> [Exercise description]:
Retype every one of the items below word for word, with no changes.

> [Entries shown]:
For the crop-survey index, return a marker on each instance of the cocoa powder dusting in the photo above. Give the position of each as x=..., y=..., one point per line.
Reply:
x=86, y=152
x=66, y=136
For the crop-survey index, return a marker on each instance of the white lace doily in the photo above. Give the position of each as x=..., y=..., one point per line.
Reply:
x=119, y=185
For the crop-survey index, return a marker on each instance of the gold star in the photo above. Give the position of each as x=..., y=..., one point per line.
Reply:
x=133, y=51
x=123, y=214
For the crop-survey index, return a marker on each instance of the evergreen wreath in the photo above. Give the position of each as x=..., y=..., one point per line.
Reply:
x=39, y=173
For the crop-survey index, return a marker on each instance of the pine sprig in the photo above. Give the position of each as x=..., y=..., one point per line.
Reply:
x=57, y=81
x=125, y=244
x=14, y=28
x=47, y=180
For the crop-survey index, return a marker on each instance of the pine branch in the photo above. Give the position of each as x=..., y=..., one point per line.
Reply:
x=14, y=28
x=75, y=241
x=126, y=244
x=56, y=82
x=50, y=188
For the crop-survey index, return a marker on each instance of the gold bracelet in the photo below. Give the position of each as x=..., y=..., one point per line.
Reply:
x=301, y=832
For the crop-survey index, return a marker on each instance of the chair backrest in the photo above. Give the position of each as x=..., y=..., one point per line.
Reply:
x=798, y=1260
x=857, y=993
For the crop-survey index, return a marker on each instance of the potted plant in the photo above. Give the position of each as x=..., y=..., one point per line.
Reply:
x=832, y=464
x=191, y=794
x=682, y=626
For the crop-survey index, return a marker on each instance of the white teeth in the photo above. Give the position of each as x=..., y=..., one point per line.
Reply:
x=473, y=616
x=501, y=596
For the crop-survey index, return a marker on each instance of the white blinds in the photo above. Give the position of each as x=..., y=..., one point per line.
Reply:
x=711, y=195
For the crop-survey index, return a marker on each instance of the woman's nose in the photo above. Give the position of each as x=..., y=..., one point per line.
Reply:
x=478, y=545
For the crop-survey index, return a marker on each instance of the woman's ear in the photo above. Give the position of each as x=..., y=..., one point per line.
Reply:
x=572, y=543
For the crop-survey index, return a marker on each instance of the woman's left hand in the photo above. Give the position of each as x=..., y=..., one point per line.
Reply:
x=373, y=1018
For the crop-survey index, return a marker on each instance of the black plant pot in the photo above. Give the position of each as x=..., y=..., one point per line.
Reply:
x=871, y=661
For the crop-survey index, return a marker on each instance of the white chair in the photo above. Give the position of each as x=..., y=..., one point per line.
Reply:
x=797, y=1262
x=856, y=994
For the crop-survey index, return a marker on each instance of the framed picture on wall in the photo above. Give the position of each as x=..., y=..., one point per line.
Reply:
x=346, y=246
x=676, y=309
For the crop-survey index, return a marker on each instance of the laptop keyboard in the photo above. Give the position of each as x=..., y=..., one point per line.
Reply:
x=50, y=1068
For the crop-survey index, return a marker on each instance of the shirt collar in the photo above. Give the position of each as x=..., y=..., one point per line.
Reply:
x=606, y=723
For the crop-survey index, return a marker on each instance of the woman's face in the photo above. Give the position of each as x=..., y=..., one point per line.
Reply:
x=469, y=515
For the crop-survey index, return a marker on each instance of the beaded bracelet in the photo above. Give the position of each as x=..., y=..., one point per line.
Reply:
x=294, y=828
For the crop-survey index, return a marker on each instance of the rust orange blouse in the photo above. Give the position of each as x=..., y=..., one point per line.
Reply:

> [Task solution]:
For the crop-survey index, return a marker on each instance of the cocoa powder dusting in the photo above. Give the position of each as x=..., y=..., one point per line.
Reply:
x=86, y=152
x=66, y=136
For the crop-survey index, return a marker on each instance of the white lace doily in the photo above. Give the position of each as x=..., y=..., one point per line.
Reply:
x=119, y=185
For the crop-survey index, return a marker on each instance of the gold star in the photo above. Give the position of each as x=..., y=..., one point per line.
Reply:
x=133, y=51
x=123, y=214
For the crop-survey index, return a marker on each instance of the evergreen wreath in the photo above. Give the position of each as x=..., y=..., one point per line.
Reply:
x=39, y=173
For the crop-survey index, return a marker on each instance of the pine sprig in the photo above. Give the position of each as x=..., y=..., one point per line.
Reply:
x=57, y=81
x=125, y=244
x=14, y=28
x=47, y=180
For the crop-survey index, return a marker on each instance of the pine branch in the photo above. Give the position of each as x=..., y=..., one point per line.
Reply:
x=14, y=28
x=75, y=241
x=126, y=244
x=56, y=82
x=50, y=188
For the crop-survey index, return a marker on each instance of the gold bracelet in the photo below. Give the position of each as x=..., y=..., one point per line.
Reply:
x=301, y=832
For the crop-survey index, return a marker on each instance of the chair backrest in the photo above. Give the position of each as x=..., y=..., one point per line.
Reply:
x=798, y=1260
x=857, y=993
For the crop-survey index, return a marker on each instance of the potted plant in the photo above. Give the position of each as x=..., y=..., one point per line.
Reply:
x=832, y=464
x=191, y=794
x=682, y=626
For the crop-survey index, return a marker on each instance of the white teeth in the photo above. Give the position of each as x=..., y=..., one point per line.
Reply:
x=473, y=616
x=501, y=596
For the crop-survey index, return a marker on each instance of the white blinds in the photo above. Give the position of each as x=..., y=..., one point per line.
Reply:
x=711, y=195
For the crop-survey index, return a marker on each instance of the woman's nose in the photo above. Give the position of each as x=..., y=..., one point per line.
Reply:
x=478, y=545
For the crop-survey index, return a marker on each instance of the woman's ear in the photo above. Give the position of each as x=..., y=..., one point per line.
Reply:
x=572, y=543
For the crop-survey index, return a marker on each instance of the woman's left hand in the photo above. Give the position of each as x=..., y=..., one point per line.
Reply:
x=373, y=1018
For the crop-survey index, return a marker on each instance of the black plant pot in the photo above. Give the position of each as x=..., y=..., one point per line.
Reply:
x=871, y=661
For the crop-survey index, return a marker on each instance of the white chair in the photo above. Give the position of each as x=..., y=..., one point per line.
Reply:
x=797, y=1262
x=856, y=994
For the crop-survey index, return a marker on each instance of the framed picture on wall in the photo above. Give the position of each as x=..., y=..., one point per line.
Reply:
x=346, y=246
x=676, y=309
For the crop-survey index, return a marker on each instance of the laptop keyboard in the photo above. Give the position of each as x=..., y=..., one point per line.
Reply:
x=50, y=1068
For the crop-survey index, return a marker on each instance of the shirt collar in the photo above. Give the position of each as x=..., y=..., one point per line.
Reply:
x=606, y=723
For the crop-survey index, return a marker on each instance of the woman's face in the photo above. Give the position of each as x=..., y=..., one point per line.
Reply:
x=469, y=515
For the crop-survey index, return a marker on each instance of the beaded bracelet in the photo above. Give the position of each as x=..., y=..., one point per line.
Reply:
x=294, y=828
For the crop-survey index, return a marker on each instance of the rust orange blouse in the photo above. Give the position of each as x=..., y=..., one point per line.
Reply:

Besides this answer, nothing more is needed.